D'après le texte sur Robert Lusser, quel jour a-t-il atterri sur roues sur le Jungfraujoch ?

══ SECTION DE TEXTE ══

Aujourd’hui, Pilote de montagne (PDM) se penche sur la figure controversée du pilote d’essais et ingénieur allemand Robert Lusser, concepteur et testeur d’avions sportifs légers mythiques puis d’avions de guerre, à hélice et à réaction pour le IIIe Reich, avant d’être embarqué par les Américains dans leur programme spatial, aux côtés du célébrissime Wernher von Braun…
UN ARTICLE TRÈS DÉTAILLÉ
Après avoir longuement recherché des informations sur Robert Lusser, nous avons déniché une longue et très détaillée biographie sur le site Internet en allemand Hanns Klemme, Schöpfer des Leichtfluzuges (Hanns Klemm, créateur de l’avion léger).
On y découvre les multiples facettes d’un personnage féru d’aviation et d’un inventeur de génie ne se cantonnant pas à une seule et unique spécialité. Bien au contraire, il n’a de cesse de se perfectionner et d’explorer de nouvelles voies, n’hésitant pas à s’engager dans de nouvelles entreprises, de manière volontaire, voire contrainte, comme de nombreux innovateurs allemands de son époque.
Et l’aviation de montagne dans tout cela ? N’oublions Pas que Lusser entame sa carrière professionnelle comme pilote d’essais de la toute jeune société de construction d’avions Klemm, rendue célèbre, grâce à Ernst Udet et à Leni Riefensthal, à travers les films suivants :
Le 6 août 1928, il atterrit sur roues sur le Jungfraujoch (col de la Jungfrau, la pucelle en français). Comme le capitaine des Troupes d’aviation suisses Hans Wirth une douzaine de jours plus tôt, il en redécolle sur skis, mais l’histoire ne dit pas combien de temps lui a pris le montage des spatules sur l’appareil…
Au final, cet article relate le destin exceptionnel d’un ingénieur engagé dans le mouvement nazi autant par conviction que par pur opportunisme, dans le but de faire avancer ses projets aéronautiques. Le condamner à l’oubli pour avoir été du mauvais côté de l’Histoire ne nous semble pas correct. Bien au contraire, enrichissons-nous d’événements peu connus dans l’Hexagone et complétons ainsi nos connaissances de l’aviation de montagne au plan mondial.
Par commodité, l’article ci-dessous est traduit librement de l’allemand et a été rédigé au présent.
« Lusser, Robert
…. a poursuivi ses études, comme Hanns Klemm et Wolf Hirth, à l’université de Stuttgart.
Carrière professionnelle
- 1927 : Chef constructeur de la société Klemm, à Böblingen.
- 1932 : Heinkel Rostock.
- 1934 : Bayerische Flugzeugwerke (BFW) Augsburg
(qui deviendra, plus tard, Messerschmitt).
- 1938-1941 : Heinkel, directeur technique à Rostock.
- 1942 : Fieseler-Werke à Kassel.
- 1948 : S. Navy à Point Mugu (Californie).
Pasadena Jet Propulsion Laboratory (JPL).
- 1954 : S. Army Huntsville (Alabama), progamme des fusées.

═══
══ ENTRÉES FOURNIES ══

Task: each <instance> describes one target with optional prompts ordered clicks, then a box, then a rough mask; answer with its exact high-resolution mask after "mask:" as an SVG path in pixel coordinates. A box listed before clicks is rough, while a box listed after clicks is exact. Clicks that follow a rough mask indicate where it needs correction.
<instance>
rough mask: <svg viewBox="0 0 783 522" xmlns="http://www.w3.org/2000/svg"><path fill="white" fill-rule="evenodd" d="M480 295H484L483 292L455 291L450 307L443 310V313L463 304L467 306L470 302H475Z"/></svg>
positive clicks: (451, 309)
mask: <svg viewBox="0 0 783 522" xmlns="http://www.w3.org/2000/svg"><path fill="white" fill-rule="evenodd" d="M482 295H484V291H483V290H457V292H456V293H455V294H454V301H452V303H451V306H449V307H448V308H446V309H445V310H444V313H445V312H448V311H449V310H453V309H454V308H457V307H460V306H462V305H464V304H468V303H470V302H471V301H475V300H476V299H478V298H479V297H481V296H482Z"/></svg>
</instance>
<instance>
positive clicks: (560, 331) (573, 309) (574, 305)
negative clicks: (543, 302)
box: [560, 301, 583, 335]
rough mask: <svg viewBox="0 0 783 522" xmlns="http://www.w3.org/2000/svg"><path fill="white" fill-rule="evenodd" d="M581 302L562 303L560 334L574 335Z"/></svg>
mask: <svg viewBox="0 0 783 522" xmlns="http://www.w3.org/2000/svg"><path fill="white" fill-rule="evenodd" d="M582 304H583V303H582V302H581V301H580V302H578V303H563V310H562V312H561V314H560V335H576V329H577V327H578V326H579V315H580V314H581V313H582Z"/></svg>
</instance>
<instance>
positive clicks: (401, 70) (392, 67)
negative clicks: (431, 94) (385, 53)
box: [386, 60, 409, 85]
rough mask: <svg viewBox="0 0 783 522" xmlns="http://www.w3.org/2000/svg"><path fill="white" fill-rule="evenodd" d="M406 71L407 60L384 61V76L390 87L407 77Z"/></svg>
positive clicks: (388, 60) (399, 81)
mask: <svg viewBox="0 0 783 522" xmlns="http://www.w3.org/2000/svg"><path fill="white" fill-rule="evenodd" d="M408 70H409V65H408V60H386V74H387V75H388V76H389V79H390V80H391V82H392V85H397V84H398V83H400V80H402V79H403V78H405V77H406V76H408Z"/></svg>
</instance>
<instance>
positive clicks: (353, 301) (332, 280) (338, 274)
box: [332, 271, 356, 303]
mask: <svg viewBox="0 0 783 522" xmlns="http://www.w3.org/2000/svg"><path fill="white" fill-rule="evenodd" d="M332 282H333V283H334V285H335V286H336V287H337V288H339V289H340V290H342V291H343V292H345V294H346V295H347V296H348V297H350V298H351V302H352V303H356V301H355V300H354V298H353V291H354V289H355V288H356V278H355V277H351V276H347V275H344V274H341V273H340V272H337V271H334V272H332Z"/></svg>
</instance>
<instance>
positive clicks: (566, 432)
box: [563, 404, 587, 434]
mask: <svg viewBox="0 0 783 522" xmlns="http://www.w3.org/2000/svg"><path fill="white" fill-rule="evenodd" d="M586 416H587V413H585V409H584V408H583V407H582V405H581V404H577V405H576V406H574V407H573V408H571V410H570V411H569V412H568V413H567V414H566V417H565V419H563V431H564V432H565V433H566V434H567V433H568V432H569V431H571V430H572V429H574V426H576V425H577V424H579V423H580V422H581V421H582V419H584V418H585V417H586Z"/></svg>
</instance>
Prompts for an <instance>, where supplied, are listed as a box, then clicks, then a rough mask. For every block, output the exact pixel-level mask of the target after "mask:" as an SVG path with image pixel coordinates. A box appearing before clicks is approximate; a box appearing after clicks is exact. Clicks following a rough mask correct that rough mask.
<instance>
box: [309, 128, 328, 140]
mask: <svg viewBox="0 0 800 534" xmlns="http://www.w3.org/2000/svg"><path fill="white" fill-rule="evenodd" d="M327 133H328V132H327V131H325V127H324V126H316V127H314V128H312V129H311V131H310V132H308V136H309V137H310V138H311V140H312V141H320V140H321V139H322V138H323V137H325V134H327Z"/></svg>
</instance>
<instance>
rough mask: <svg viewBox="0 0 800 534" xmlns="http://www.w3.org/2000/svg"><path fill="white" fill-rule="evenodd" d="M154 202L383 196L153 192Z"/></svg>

═══

RÉPONSE:
Le 6 août 1928.